====== DATA ENTRIES ======

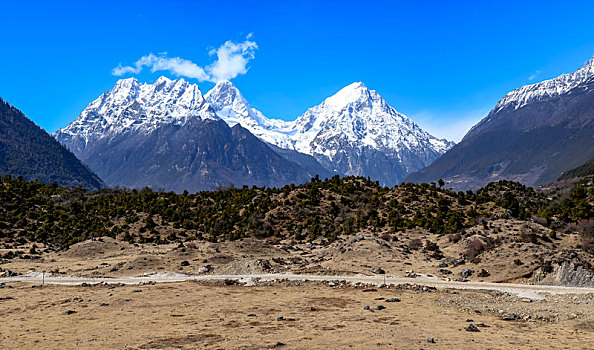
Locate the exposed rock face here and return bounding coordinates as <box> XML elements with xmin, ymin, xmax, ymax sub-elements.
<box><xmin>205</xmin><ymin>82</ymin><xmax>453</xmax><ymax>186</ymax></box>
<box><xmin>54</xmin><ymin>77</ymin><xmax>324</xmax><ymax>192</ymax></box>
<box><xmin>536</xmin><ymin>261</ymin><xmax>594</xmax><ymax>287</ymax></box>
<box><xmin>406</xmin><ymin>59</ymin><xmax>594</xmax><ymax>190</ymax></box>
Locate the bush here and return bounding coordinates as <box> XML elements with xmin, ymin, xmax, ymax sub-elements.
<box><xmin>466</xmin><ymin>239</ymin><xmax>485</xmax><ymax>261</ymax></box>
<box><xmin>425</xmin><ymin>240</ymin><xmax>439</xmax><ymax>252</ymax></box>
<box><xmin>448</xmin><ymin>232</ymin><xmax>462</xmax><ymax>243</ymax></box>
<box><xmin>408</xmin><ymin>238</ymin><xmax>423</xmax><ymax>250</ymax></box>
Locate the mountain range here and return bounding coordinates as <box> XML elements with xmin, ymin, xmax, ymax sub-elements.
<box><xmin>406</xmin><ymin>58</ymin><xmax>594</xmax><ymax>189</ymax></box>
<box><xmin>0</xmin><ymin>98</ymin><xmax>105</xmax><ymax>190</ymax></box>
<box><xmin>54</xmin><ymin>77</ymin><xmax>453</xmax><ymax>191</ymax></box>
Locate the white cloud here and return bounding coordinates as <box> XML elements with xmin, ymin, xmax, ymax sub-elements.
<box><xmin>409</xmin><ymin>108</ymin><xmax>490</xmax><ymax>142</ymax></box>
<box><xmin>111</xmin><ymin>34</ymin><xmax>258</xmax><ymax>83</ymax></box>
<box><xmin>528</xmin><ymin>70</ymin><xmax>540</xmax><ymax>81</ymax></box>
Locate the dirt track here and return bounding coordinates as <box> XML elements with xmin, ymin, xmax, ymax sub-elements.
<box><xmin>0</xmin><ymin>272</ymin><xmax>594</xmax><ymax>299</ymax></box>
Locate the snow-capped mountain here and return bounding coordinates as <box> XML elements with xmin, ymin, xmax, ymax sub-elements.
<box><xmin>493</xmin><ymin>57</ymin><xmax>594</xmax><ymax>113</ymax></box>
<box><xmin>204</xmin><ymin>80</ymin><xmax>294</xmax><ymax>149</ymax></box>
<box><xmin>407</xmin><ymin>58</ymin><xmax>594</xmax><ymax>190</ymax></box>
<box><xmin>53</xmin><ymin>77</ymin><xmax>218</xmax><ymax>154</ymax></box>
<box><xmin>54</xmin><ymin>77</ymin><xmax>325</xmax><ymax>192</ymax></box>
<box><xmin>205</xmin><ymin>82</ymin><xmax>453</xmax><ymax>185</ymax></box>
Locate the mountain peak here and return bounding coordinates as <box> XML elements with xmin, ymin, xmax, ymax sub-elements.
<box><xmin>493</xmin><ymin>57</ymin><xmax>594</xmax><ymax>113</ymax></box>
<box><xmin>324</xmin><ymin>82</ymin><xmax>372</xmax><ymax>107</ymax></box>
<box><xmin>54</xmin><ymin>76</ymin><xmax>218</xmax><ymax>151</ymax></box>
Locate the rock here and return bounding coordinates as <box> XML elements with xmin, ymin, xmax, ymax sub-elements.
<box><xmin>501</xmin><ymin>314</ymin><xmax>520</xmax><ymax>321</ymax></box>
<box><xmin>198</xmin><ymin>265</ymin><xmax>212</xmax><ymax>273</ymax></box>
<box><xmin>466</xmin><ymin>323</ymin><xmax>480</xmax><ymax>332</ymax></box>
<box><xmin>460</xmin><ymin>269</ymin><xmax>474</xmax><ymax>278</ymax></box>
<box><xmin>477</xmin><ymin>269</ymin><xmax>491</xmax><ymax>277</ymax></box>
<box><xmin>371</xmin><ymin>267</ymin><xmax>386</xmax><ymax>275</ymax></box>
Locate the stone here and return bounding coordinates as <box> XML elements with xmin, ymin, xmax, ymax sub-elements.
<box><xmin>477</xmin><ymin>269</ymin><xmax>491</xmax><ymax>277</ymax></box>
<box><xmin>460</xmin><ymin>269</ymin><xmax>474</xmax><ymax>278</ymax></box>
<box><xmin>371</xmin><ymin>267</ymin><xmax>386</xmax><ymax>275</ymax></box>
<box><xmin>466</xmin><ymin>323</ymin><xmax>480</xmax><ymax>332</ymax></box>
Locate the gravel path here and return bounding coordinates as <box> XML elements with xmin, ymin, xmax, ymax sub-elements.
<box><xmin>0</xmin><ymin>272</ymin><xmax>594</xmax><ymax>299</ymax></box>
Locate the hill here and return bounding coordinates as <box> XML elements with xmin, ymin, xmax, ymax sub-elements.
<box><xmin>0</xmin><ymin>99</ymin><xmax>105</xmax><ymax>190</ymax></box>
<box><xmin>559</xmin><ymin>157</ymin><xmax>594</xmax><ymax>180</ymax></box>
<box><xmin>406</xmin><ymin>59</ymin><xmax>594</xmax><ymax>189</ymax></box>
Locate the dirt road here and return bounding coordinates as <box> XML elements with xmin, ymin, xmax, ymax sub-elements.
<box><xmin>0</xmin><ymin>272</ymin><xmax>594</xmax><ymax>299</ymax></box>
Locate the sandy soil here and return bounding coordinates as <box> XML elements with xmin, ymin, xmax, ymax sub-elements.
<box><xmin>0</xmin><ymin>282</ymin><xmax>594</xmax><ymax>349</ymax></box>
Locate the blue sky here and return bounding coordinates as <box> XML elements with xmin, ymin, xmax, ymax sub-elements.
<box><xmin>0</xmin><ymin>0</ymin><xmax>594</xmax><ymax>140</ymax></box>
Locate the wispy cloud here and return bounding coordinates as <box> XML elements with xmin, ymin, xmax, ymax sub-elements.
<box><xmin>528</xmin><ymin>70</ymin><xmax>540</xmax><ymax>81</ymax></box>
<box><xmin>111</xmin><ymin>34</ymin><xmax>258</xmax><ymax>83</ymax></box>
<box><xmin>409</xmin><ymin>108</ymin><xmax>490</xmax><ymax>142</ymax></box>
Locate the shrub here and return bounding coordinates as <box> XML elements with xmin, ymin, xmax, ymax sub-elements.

======

Reproduce as a numbered list every line from the one containing "Locate the wispy" through the last line above, both ends included, and omit any blank lines.

1. Locate the wispy cloud here and return bounding coordinates as <box> XML elements with xmin, ymin, xmax, ymax sub-elements.
2. <box><xmin>528</xmin><ymin>70</ymin><xmax>540</xmax><ymax>81</ymax></box>
3. <box><xmin>111</xmin><ymin>34</ymin><xmax>258</xmax><ymax>83</ymax></box>
4. <box><xmin>409</xmin><ymin>108</ymin><xmax>490</xmax><ymax>142</ymax></box>
5. Locate the shrub here and return bounding coordinates as <box> XML elements with xmin, ymin, xmax, ymax sub-elements.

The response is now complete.